Samstag, 30. Juli 2011

Wenn Rassismus und Hass schick werden


Er wartet geduldig. Da! Es bewegt sich etwas? Was sieht man dort hinter dem Fels hervor kommen? Ja, das ist es! Ein typisches Beispiel von Multikulti, das es zu zerstören gilt. Er zielt und schiesst. Booom, getroffen. Cool. Da nochmals, hinter dem anderen Felsen. Zielen und Volltreffer! Hurra, diesen Multikultis zeigt er’s und freut sich darüber!

Nein, hier ist nicht vom Massaker in Norwegen die Rede, sondern von einem Computerspiel. Ein Computerspiel, das die SVP vor einiger Zeit ins Internet gestellt hat und man viel Punkte sammelt, wenn man auf Minarette und rufende Muezzins schiesst. Wenn man das Spiel verliert, ist die Schweiz „voller Minarette“, was als zusätzliche Motivationen dienen soll, alle Minarette zu treffen.

Noch immer trauert die Welt um das Massaker in Norwegen. Noch immer lesen wir fassungslos, dass offenbar ein Einzeltäter eine Bombe gezündet und junge Menschen erschossen hat. Aber auch wenn dies die Tat eines Einzeltäters war, so reicht es nicht, wenn man sich darauf beschränkt und zur Tagesordnung übergeht.

Der Täter ist ein offensichtlicher fremdenfeindlicher Rechtskonservativer, der sich als Kreuzritter im Kampf gegen den Islam und die Linken mit ihrer Vision einer multikulturellen Gesellschaft sieht. Er hat seine Tat lange geplant und hat in rechten Internetforen seine fremdenfeindlichen Ansichten schon lange preis gegeben. Unbemerkt. Und genau das ist das Problem.

Seit einiger Zeit ist eine schleichende Veränderung der Gesellschaft festzustellen. Rassismus, Fremdenhass, Vorurteile und Abschottung werden immer mehr zur Mode. Während man früher noch hinter vorgehaltener Hand mit den Sätzen „ich bin ja kein Rassist, aber....“ begonnen hat, stehen heute viele offen zu ihrer ablehnenden Haltung gegenüber Ausländerinnen und Ausländern. Man begründet das halt mit schlechten Erfahrungen. Schlechte Erfahrungen sind schliesslich Grund genug, ganze Bevölkerungsschichten zu hassen. In der ganzen westlichen Welt, haben Rechtspopulisten Aufwind. Auch in der Schweiz! Dauernd hört man Warnungen, dass die Schweiz bald untergehe. Wir stimmen über Minarettverbote ab, stimmen über Ausschaffungsinitiativen ab, die nicht mit dem Völkerrecht vereinbar sind und diskutieren wie man am besten verhindern kann, von Asylbewerbern überrannt zu werden.

Liste der Einträge
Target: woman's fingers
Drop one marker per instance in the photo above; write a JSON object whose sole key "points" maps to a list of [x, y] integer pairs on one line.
---
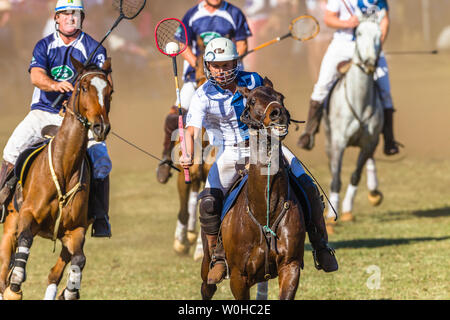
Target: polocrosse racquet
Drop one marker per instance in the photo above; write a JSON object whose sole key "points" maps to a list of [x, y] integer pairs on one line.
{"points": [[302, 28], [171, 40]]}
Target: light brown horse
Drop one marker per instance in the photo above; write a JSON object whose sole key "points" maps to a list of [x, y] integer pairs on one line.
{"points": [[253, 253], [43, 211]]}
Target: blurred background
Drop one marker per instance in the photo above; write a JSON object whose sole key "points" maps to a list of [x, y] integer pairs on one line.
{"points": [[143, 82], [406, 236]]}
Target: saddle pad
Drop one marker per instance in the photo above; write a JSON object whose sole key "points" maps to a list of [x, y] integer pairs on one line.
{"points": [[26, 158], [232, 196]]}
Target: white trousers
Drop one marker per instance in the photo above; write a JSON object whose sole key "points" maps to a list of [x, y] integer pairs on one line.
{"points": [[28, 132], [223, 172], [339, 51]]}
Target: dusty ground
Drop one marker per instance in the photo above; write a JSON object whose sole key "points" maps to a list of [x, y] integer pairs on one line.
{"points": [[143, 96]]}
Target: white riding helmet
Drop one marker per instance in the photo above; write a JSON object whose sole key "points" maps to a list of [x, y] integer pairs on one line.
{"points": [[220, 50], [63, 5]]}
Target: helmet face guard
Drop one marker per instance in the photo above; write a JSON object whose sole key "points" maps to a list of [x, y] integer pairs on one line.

Zu lösende Aufgaben
[1] Wofür sammelt man laut dem vorliegenden Text im Computerspiel der SVP viele Punkte?
[2] Geben Sie den Absatz des vorliegenden Textes, der mit „Der Täter ist ein offensichtlicher“ beginnt, in kürzerer Form wieder und bewahren Sie dabei seine wesentlichen Fakten.

Lösungen im Einzelnen
[1] Für Schüsse auf Minarette und rufende Muezzins.

[2] Der Täter ist ein fremdenfeindlicher Rechtskonservativer, der sich als Kreuzritter im Kampf gegen den Islam und die Linken mit ihrer Vision einer multikulturellen Gesellschaft sieht. Er plante die Tat lange und verbreitete seine fremdenfeindlichen Ansichten schon lange unbemerkt in rechten Internetforen, und genau darin liegt das Problem.